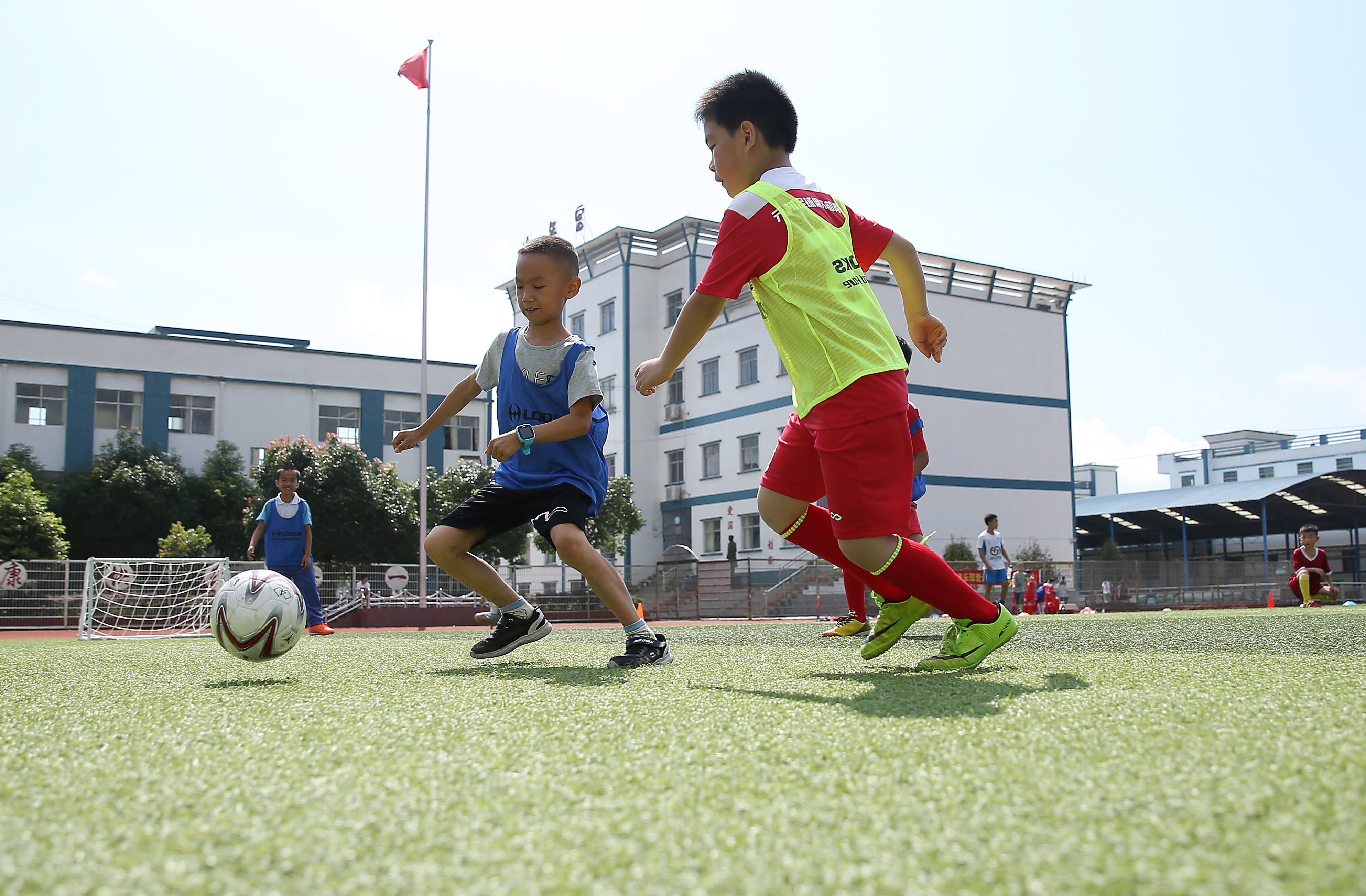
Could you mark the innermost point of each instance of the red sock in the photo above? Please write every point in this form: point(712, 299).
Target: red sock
point(920, 571)
point(816, 533)
point(854, 595)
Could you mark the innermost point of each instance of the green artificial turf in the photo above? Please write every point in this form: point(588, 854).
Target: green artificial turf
point(1162, 753)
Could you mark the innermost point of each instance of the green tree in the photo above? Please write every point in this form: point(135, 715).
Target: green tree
point(446, 492)
point(185, 543)
point(617, 521)
point(28, 529)
point(957, 551)
point(220, 498)
point(362, 511)
point(125, 502)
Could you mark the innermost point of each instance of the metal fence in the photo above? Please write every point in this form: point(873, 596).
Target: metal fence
point(692, 589)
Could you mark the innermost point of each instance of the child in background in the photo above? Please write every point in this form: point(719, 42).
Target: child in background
point(551, 468)
point(1312, 574)
point(288, 525)
point(804, 253)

BRIEF
Convert the records above into a two-column CSV with the headers text and answer. Use one row per record, put each value in a single quoted field with line breaks replaced by spaces, and omit the pictures.

TASK ANSWER
text,answer
"Could you mark the innermost point of each instance of the red sock in the photo above? Please write every point in this form: point(712, 299). Target: red sock","point(920, 571) point(816, 533) point(854, 595)"
"Could you mark the innermost point of each instance of the green artificial turf in the photo above? Please write every point in this form: point(588, 854). Target: green artificial turf","point(1162, 753)"
"Could you mark the innermost point of each instance of the green tree in the photo above? Please write every point in this form: point(135, 715). Target: green tree","point(446, 492) point(185, 543) point(617, 521) point(28, 529) point(957, 551) point(220, 498) point(362, 511) point(125, 502)"
"Could you mark the innermost point of each instance of the metal fence in the photo above? Please write every point in this form: point(873, 596). Target: metal fence","point(692, 589)"
"Could you mark the innermost point of each instance of the child in background in the photo above? Please write every point in this form: point(719, 42). Target: child in background","point(551, 468) point(1312, 574) point(288, 525) point(804, 253)"